SUPPLIED PASSAGE:
Ex 4) As a reward for saving his life grandpa then gives the MC a family heirloom, a special necklace whose item description says it lets the wearer talk to sea life and command them (A bit OP but ok). Then in the next scene, the MC used that same item to create a vast magic shield to prevent the ship that’s being put into the ocean from crashing and hurting people. Later this same item is used to contact the dead, speak with guardians of the land, and even talk to the game itself. All of which is not in it’s item description. Basically the necklace becomes the doo-hikey of problem solving.

Ex 5) Things get so contrived, that even the other characters in the story have to some up with a reason why it’s all happening. At one point, the MC is thrown off the ship (she could have just talked to the sea creature attacking but she didn’t) and finds herself washed up on shore. Another player eventually finds her and confirms that he talked to the developers and that she should have died falling into the brutal storm ravaged sea full of monsters. But it’s explained away that ‘the game itself seems to be changing to keep her alive, because she’s the chosen one to save things and travel to a special place’. (Oh, also her cheating ex made a bet on her dying and she made a counter bet that she wouldn’t, so of course she can’t die.)

REQUEST:
Go on with the critique of the story's contrived necklace and plot armor from the point where it stops. The records have no connection to the text.

EXCERPTED RECORDS:

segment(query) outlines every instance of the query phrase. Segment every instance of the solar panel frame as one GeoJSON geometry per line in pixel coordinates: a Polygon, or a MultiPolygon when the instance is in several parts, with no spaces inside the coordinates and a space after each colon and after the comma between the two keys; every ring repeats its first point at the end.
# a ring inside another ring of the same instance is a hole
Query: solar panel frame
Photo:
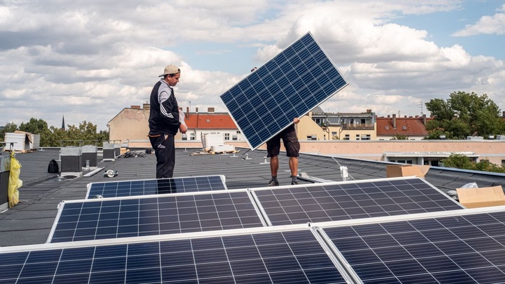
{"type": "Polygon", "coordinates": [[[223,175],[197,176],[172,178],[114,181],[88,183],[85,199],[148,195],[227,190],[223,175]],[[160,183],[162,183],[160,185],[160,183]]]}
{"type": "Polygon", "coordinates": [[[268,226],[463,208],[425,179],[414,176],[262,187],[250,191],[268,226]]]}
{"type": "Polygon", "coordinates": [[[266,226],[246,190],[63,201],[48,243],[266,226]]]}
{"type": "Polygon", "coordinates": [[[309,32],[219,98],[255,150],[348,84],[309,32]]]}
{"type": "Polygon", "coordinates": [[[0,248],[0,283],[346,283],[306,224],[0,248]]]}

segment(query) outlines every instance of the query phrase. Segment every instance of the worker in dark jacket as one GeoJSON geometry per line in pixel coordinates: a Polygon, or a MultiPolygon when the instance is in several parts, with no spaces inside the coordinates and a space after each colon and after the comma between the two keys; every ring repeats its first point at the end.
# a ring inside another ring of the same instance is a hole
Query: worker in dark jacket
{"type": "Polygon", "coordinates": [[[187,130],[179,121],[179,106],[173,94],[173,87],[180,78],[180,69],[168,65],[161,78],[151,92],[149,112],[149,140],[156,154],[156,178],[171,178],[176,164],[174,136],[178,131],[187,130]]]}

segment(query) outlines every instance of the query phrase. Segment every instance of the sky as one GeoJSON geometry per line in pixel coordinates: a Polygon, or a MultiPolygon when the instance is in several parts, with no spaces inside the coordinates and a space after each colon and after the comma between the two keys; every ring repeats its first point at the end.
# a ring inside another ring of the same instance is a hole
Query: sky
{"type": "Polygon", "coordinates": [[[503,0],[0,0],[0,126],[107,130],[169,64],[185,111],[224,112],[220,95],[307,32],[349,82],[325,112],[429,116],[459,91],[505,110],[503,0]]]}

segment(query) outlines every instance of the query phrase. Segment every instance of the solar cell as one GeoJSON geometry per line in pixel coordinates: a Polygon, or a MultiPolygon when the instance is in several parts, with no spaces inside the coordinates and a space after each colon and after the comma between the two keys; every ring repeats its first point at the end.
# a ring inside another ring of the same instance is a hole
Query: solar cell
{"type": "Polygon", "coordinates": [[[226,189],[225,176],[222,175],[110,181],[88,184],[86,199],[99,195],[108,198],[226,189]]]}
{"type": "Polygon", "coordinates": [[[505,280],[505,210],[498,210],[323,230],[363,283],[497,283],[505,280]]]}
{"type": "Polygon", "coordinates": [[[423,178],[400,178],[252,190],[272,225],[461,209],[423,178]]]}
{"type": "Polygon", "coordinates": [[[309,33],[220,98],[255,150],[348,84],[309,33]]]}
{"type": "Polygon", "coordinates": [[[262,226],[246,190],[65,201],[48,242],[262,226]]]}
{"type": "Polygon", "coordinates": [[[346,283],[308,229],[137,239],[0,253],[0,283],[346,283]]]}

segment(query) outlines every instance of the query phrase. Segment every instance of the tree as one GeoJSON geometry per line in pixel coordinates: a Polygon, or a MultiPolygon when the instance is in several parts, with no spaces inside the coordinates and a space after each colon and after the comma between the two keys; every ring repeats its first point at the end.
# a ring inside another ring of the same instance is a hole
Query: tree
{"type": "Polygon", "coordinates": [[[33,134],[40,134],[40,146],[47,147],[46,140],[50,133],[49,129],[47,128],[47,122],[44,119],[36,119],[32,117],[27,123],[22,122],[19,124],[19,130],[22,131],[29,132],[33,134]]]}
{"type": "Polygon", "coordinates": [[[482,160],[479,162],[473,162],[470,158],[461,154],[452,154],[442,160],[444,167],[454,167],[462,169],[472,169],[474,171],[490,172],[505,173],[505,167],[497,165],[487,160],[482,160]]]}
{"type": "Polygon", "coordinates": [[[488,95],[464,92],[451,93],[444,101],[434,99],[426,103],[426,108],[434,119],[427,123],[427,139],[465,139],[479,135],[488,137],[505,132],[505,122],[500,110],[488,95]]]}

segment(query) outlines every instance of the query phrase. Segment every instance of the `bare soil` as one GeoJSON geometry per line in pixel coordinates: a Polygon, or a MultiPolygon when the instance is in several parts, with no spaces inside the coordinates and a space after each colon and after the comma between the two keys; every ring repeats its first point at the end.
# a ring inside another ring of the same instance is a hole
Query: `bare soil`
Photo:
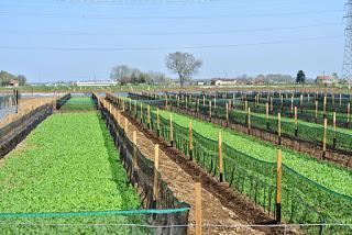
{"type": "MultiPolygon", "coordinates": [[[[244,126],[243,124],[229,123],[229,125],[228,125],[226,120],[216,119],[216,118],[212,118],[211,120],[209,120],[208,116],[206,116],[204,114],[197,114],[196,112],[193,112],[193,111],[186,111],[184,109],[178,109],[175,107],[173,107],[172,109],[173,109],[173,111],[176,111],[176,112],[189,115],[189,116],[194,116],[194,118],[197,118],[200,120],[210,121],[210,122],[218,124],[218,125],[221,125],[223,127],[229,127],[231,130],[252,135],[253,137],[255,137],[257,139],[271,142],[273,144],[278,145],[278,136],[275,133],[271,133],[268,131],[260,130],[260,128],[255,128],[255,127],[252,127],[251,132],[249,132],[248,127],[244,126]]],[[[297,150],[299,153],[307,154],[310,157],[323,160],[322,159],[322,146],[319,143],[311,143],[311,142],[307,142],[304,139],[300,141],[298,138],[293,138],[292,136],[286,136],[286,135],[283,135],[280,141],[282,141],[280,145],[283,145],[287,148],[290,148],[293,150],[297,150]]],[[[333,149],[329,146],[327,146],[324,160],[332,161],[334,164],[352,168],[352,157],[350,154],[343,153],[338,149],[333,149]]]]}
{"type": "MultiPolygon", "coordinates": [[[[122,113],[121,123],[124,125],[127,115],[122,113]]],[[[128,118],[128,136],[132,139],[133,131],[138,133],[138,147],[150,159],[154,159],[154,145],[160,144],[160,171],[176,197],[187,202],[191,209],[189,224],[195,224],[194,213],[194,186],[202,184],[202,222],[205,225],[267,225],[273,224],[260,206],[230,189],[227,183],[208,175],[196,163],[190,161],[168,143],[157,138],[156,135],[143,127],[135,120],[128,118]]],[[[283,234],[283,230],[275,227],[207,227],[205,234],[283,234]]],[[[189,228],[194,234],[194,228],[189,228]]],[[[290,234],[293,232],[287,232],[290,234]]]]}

IN RESPONSE:
There’s a lot more but I think you get the idea.

To finish the story without pulling out my hair, I had to think of it as a fantasy story. Where any logic inconsistencies are just waved away as ‘magic’. Which for the record is also never described as a system and is just ‘I want a thing to happen, so it does’. But once I thought of it in those terms, it was easier to read.

Overall, as LitRPG, this was supremely frustrating. Not only does that well described game stuff in the beginning disappear as the story goes on, most of the events just don’t make sense logically.

As a straight fantasy story, it would maybe get a 6 out of 10.

As LitRPG is gets a 4 out of 10.

Akillia's Reign (Puatera Online Book 4)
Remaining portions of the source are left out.